### GOALS
(a) Give again, word for word, everything in the taping thread from "Doing what you're" down to "of the way.".
(b) Transcribe the rows exactly, everything from the row containing "Quick check — is there any red shutter" down to the row containing "[458,61,482,102]", with both of those rows included.
══ SOURCE EXCERPT
# Re-tape between layers?



## Nestor_Kelebay (Jun 17, 2008)

You really don't need to prime over paint. You normally just paint over paint.

You CAN put up painter's masking tape for both your primer coat and for the colour coat.

But, the smarter thing to do is to leave out the primer coat, do your taping and paint your colour coat directly onto the paint you have now.


----------



## moorehead (Nov 11, 2015)

In my experience, you always remove the tape as soon as possible. The longer it sticks the more risk you have of paint peeling. I like to work clean. So I'll tape what I need to and paint. Then I pull that tape off since it has wet paint on it. I don't want drips and I don't want to make a mess while doing other things.

Doing what you're doing I would have just painted the ceiling with no tape. Then letting it dry and taping the ceiling long enough to paint the tops of the walls and then remove it.

No sense it taping it twice. If there is a drip after you paint the ceiling just spot sand by hand.

If you're dead set on priming the walls before I painted, I'd have done this. Typically you work top to bottom but you also have to consider doing the least difficult thing. Which means creating less work / hassle. So sometimes you can break the whole work top to bottom rule. I'd have just primed the walls letting myself get some around the edges of the ceiling. I'd let it all dry. Then paint the ceiling, let it dry / clean up. Then tape the ceiling and paint the top edges of the walls enough to where I could roll the rest and get the tape out of the way.
════
══ RECORDS
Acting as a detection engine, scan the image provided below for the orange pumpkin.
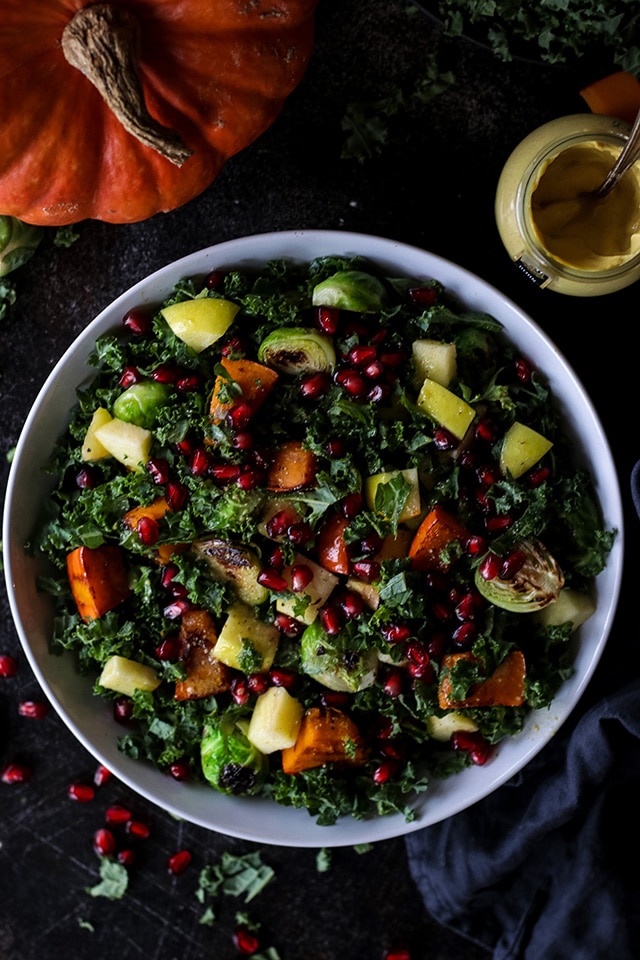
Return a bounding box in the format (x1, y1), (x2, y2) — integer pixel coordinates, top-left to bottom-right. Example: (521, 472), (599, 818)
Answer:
(0, 0), (317, 226)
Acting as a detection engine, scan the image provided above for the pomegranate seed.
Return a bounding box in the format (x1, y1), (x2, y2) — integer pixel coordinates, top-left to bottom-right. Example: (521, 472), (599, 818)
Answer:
(18, 700), (49, 720)
(325, 437), (347, 460)
(231, 430), (253, 450)
(383, 669), (404, 699)
(233, 927), (260, 957)
(382, 623), (411, 643)
(165, 480), (187, 511)
(93, 827), (116, 857)
(371, 757), (400, 785)
(211, 463), (240, 483)
(156, 637), (182, 660)
(273, 613), (304, 637)
(136, 517), (160, 547)
(227, 400), (253, 430)
(162, 599), (191, 620)
(527, 467), (551, 488)
(104, 803), (131, 826)
(189, 447), (211, 477)
(230, 677), (251, 707)
(93, 763), (113, 787)
(336, 369), (367, 399)
(67, 783), (96, 803)
(316, 307), (340, 334)
(122, 307), (151, 337)
(465, 534), (487, 557)
(147, 457), (169, 484)
(408, 287), (438, 307)
(125, 820), (151, 840)
(236, 470), (264, 490)
(479, 553), (502, 580)
(300, 373), (331, 400)
(176, 373), (201, 393)
(257, 567), (288, 593)
(204, 270), (225, 290)
(351, 560), (380, 583)
(320, 690), (349, 710)
(500, 550), (527, 580)
(118, 367), (144, 388)
(451, 730), (493, 766)
(76, 467), (96, 490)
(269, 667), (298, 690)
(0, 653), (18, 678)
(167, 850), (191, 877)
(113, 697), (133, 723)
(247, 673), (270, 697)
(291, 563), (313, 593)
(433, 427), (458, 450)
(340, 590), (364, 620)
(452, 620), (477, 650)
(151, 363), (179, 383)
(169, 760), (191, 780)
(320, 607), (342, 637)
(0, 763), (31, 783)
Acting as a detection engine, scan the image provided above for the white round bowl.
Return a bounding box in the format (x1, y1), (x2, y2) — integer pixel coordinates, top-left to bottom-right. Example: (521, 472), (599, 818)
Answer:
(3, 230), (623, 847)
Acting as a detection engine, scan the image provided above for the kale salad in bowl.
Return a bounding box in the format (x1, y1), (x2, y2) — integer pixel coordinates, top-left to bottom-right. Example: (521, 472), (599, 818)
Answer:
(4, 231), (622, 846)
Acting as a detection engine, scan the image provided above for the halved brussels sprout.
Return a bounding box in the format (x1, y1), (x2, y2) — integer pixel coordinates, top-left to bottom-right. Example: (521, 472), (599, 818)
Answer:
(258, 327), (336, 376)
(200, 717), (268, 796)
(300, 620), (378, 693)
(312, 270), (386, 313)
(111, 380), (171, 430)
(475, 540), (564, 613)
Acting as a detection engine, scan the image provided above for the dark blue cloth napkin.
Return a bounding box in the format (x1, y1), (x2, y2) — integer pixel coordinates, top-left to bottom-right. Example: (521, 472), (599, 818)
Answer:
(406, 464), (640, 960)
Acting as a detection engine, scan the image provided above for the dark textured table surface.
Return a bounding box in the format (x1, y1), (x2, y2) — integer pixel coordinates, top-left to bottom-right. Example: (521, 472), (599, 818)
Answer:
(0, 0), (638, 960)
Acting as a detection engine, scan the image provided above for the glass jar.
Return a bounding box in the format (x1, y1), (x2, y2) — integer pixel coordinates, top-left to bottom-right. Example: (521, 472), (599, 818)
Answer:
(495, 113), (640, 297)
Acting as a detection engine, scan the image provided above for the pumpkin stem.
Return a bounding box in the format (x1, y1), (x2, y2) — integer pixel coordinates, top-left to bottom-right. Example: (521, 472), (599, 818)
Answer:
(62, 3), (193, 167)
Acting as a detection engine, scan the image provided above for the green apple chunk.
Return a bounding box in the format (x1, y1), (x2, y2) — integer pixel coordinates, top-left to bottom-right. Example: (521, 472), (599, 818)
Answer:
(95, 417), (153, 471)
(417, 377), (476, 440)
(364, 467), (421, 523)
(247, 687), (304, 753)
(160, 297), (240, 353)
(276, 554), (338, 623)
(213, 601), (280, 672)
(81, 407), (111, 463)
(535, 587), (596, 630)
(98, 655), (160, 697)
(412, 340), (458, 387)
(427, 711), (478, 743)
(500, 420), (553, 480)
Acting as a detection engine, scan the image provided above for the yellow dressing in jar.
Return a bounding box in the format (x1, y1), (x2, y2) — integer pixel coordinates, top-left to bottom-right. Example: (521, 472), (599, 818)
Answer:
(496, 114), (640, 296)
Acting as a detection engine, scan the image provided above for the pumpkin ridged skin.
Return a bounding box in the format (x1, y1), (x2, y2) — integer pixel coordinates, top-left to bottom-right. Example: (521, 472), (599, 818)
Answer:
(0, 0), (317, 226)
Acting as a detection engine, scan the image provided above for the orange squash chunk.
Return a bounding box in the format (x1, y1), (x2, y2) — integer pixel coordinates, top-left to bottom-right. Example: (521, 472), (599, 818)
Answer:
(209, 357), (279, 423)
(67, 544), (130, 622)
(174, 610), (233, 700)
(282, 707), (369, 774)
(267, 440), (317, 493)
(438, 650), (527, 710)
(409, 505), (469, 570)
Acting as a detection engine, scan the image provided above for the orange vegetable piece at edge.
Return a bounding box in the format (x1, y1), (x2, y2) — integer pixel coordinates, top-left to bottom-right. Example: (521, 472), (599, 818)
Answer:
(67, 544), (130, 622)
(409, 505), (469, 570)
(438, 650), (527, 710)
(267, 440), (318, 493)
(580, 70), (640, 123)
(282, 707), (369, 774)
(317, 513), (351, 574)
(209, 357), (279, 423)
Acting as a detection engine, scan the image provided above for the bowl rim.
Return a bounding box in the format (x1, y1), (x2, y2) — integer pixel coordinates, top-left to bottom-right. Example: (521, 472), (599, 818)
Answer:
(3, 230), (624, 847)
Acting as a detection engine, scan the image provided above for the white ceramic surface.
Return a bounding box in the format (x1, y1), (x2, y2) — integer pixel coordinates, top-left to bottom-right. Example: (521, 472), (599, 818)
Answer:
(3, 230), (623, 847)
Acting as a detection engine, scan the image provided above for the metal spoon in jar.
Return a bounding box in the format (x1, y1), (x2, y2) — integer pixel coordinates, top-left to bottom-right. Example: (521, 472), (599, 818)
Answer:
(590, 110), (640, 200)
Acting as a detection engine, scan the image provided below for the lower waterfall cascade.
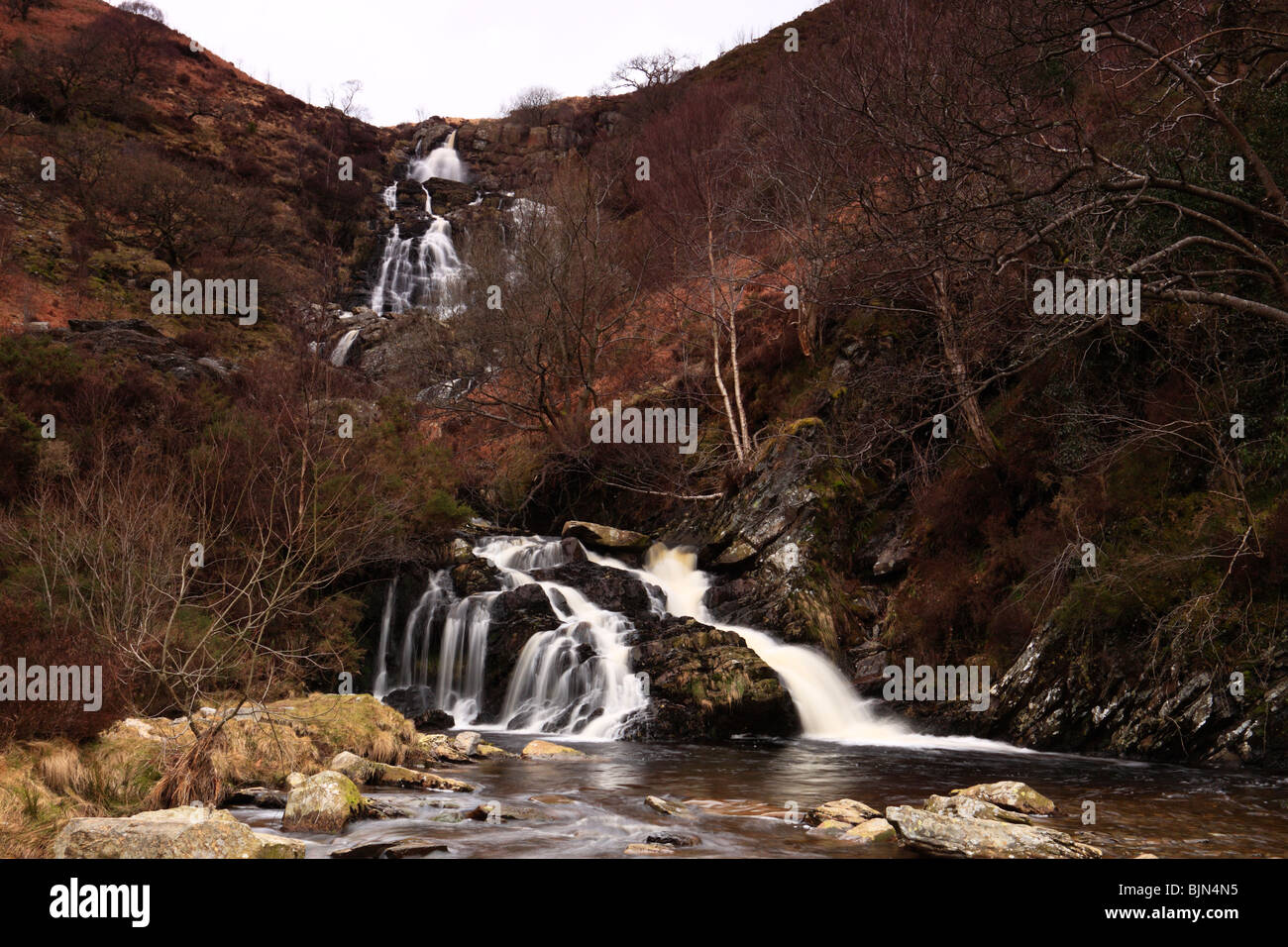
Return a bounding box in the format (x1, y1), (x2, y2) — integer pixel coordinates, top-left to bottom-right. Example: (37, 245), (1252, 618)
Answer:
(373, 536), (1027, 753)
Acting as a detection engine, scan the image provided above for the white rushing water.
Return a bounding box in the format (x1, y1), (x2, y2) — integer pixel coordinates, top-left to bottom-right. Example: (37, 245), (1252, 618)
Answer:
(374, 537), (647, 740)
(331, 329), (361, 368)
(588, 545), (1021, 751)
(407, 132), (469, 183)
(375, 536), (1026, 753)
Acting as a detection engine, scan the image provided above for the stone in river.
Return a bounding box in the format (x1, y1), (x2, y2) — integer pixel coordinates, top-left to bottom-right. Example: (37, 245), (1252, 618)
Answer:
(952, 780), (1055, 815)
(886, 805), (1102, 858)
(644, 796), (692, 818)
(814, 798), (881, 826)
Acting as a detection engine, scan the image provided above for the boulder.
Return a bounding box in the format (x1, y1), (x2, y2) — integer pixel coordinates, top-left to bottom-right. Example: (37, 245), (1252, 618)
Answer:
(626, 841), (675, 856)
(952, 780), (1055, 815)
(644, 832), (702, 848)
(561, 519), (653, 553)
(625, 614), (800, 740)
(841, 815), (896, 845)
(886, 805), (1102, 858)
(812, 798), (881, 826)
(54, 805), (304, 858)
(282, 770), (364, 832)
(924, 796), (1033, 826)
(644, 796), (692, 818)
(519, 740), (587, 760)
(329, 751), (476, 792)
(454, 730), (483, 756)
(382, 686), (456, 733)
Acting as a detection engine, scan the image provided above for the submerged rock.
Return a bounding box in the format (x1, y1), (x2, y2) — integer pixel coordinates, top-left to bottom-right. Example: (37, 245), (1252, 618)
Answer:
(329, 753), (476, 792)
(644, 832), (702, 848)
(282, 770), (365, 832)
(561, 519), (653, 553)
(625, 614), (800, 740)
(519, 740), (588, 760)
(952, 780), (1055, 815)
(644, 796), (693, 818)
(924, 796), (1033, 826)
(626, 841), (675, 856)
(54, 805), (304, 858)
(841, 815), (896, 845)
(811, 798), (881, 826)
(886, 805), (1102, 858)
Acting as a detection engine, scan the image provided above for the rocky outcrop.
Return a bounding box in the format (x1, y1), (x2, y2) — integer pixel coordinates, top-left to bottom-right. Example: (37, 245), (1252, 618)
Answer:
(886, 805), (1102, 858)
(953, 780), (1055, 815)
(329, 751), (477, 792)
(626, 616), (800, 740)
(54, 805), (304, 858)
(519, 740), (587, 760)
(282, 770), (365, 832)
(561, 519), (653, 553)
(56, 317), (239, 381)
(810, 798), (881, 826)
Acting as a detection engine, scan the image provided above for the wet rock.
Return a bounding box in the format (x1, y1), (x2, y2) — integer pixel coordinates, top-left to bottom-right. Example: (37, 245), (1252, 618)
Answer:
(841, 815), (896, 845)
(416, 733), (471, 763)
(562, 519), (653, 553)
(282, 770), (364, 832)
(644, 832), (702, 848)
(626, 841), (675, 856)
(329, 751), (476, 792)
(886, 805), (1102, 858)
(383, 686), (456, 732)
(222, 786), (286, 809)
(519, 740), (588, 760)
(811, 798), (881, 826)
(952, 780), (1055, 815)
(464, 802), (554, 822)
(54, 805), (304, 858)
(808, 818), (854, 839)
(362, 796), (416, 819)
(331, 839), (448, 858)
(644, 796), (693, 818)
(532, 562), (662, 620)
(625, 614), (800, 740)
(383, 839), (451, 858)
(924, 796), (1033, 826)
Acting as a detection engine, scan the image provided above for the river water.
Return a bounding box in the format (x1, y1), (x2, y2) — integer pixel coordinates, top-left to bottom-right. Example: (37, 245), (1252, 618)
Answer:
(233, 732), (1288, 858)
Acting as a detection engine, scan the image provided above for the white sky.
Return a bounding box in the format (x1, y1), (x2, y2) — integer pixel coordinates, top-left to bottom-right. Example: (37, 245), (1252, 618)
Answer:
(143, 0), (820, 125)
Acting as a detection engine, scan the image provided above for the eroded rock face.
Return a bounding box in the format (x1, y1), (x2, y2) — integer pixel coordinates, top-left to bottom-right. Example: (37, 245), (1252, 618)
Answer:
(626, 616), (800, 740)
(54, 805), (304, 858)
(886, 805), (1102, 858)
(562, 519), (653, 553)
(812, 798), (881, 826)
(282, 773), (364, 832)
(519, 740), (587, 760)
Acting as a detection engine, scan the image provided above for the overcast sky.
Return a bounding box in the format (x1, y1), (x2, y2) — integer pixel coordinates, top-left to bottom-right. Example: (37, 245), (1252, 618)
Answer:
(143, 0), (819, 125)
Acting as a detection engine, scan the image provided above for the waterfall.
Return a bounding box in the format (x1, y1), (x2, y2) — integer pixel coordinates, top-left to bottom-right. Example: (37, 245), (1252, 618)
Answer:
(331, 329), (362, 368)
(407, 130), (469, 183)
(371, 215), (465, 317)
(588, 544), (1025, 753)
(376, 536), (1026, 753)
(374, 537), (648, 740)
(371, 579), (398, 697)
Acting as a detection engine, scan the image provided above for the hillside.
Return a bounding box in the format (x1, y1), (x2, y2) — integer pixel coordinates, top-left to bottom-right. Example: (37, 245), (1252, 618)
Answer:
(0, 0), (1288, 852)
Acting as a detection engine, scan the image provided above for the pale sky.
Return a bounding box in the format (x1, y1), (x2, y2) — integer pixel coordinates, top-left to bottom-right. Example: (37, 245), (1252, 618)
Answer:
(143, 0), (820, 125)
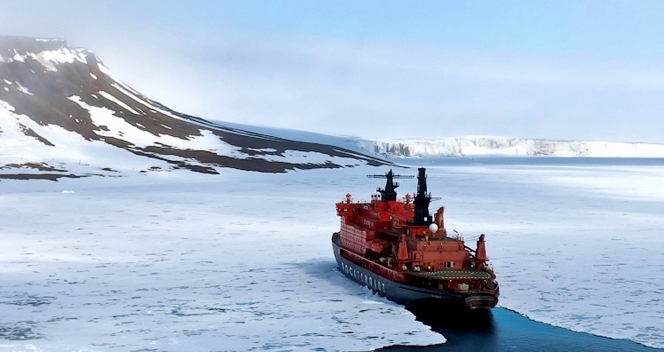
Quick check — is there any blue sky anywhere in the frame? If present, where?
[0,0,664,142]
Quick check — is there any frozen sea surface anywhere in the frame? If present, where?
[0,159,664,351]
[0,171,444,351]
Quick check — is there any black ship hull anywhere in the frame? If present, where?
[332,241,498,309]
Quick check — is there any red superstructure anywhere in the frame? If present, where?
[332,168,499,308]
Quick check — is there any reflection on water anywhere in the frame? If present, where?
[377,299,664,352]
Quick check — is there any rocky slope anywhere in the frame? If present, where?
[0,36,385,179]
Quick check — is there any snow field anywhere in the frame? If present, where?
[0,170,444,351]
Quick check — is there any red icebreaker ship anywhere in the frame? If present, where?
[332,168,499,309]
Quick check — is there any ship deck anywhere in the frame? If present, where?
[408,270,491,279]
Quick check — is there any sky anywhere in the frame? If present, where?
[0,0,664,143]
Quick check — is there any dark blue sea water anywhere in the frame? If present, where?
[378,156,664,352]
[378,302,664,352]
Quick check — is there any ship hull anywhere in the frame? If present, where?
[332,242,498,309]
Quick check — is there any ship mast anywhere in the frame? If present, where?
[412,167,433,226]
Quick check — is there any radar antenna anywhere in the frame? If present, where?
[367,170,414,202]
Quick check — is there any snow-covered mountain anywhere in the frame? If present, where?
[0,36,384,179]
[357,137,664,158]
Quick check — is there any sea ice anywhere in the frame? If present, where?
[0,170,444,351]
[0,159,664,351]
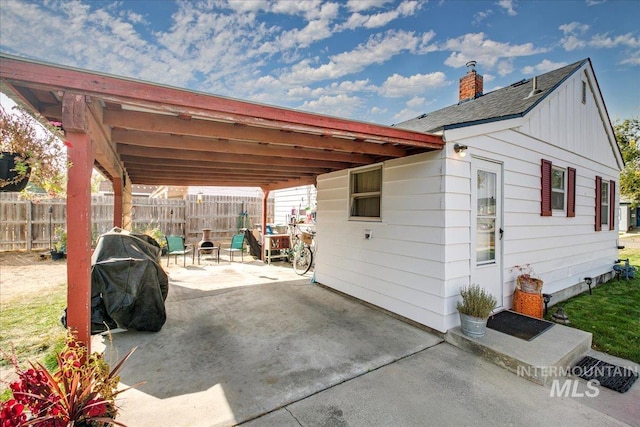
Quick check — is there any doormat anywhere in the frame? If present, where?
[571,356,638,393]
[487,310,553,341]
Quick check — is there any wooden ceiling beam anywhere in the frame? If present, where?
[122,156,331,175]
[0,54,444,149]
[105,111,406,157]
[124,165,315,177]
[112,129,375,164]
[118,144,356,170]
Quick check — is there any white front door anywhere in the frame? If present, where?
[471,158,503,307]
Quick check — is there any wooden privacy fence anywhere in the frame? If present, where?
[0,193,274,251]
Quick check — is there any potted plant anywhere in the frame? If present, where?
[51,227,67,260]
[511,264,544,294]
[456,284,497,338]
[0,333,135,427]
[0,106,67,196]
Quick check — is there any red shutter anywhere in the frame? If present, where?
[596,176,602,231]
[567,168,576,218]
[540,159,551,216]
[609,181,616,230]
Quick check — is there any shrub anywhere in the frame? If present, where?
[456,284,497,318]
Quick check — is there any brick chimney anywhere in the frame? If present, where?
[458,61,482,102]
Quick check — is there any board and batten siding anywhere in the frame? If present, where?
[446,62,621,320]
[315,61,622,332]
[315,152,456,332]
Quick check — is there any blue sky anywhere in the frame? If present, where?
[0,0,640,125]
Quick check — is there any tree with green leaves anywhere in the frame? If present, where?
[613,118,640,208]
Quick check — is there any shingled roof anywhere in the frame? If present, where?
[394,59,589,133]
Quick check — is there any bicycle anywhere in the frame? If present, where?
[288,225,315,276]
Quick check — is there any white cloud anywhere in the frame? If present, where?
[380,71,448,98]
[497,0,518,16]
[589,33,640,49]
[369,106,389,116]
[473,9,493,25]
[620,53,640,65]
[299,94,362,117]
[440,33,546,70]
[496,59,513,77]
[338,0,422,30]
[521,59,567,75]
[560,36,587,51]
[280,31,419,85]
[407,96,427,108]
[558,21,589,34]
[347,0,393,12]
════
### OUTPUTS IN ORDER
(a)
Doing what you're doing I would have just painted the ceiling with no tape. Then letting it dry and taping the ceiling long enough to paint the tops of the walls and then remove it.

No sense it taping it twice. If there is a drip after you paint the ceiling just spot sand by hand.

If you're dead set on priming the walls before I painted, I'd have done this. Typically you work top to bottom but you also have to consider doing the least difficult thing. Which means creating less work / hassle. So sometimes you can break the whole work top to bottom rule. I'd have just primed the walls letting myself get some around the edges of the ceiling. I'd let it all dry. Then paint the ceiling, let it dry / clean up. Then tape the ceiling and paint the top edges of the walls enough to where I could roll the rest and get the tape out of the way.

(b)
Quick check — is there any red shutter anywhere in the frame? If present, where?
[596,176,602,231]
[567,168,576,218]
[540,159,551,216]
[609,181,616,230]
Quick check — is there any shrub anywhere in the frame? If present, where?
[456,284,497,318]
Quick check — is there any brick chimney anywhere in the frame? If present, where?
[458,61,482,102]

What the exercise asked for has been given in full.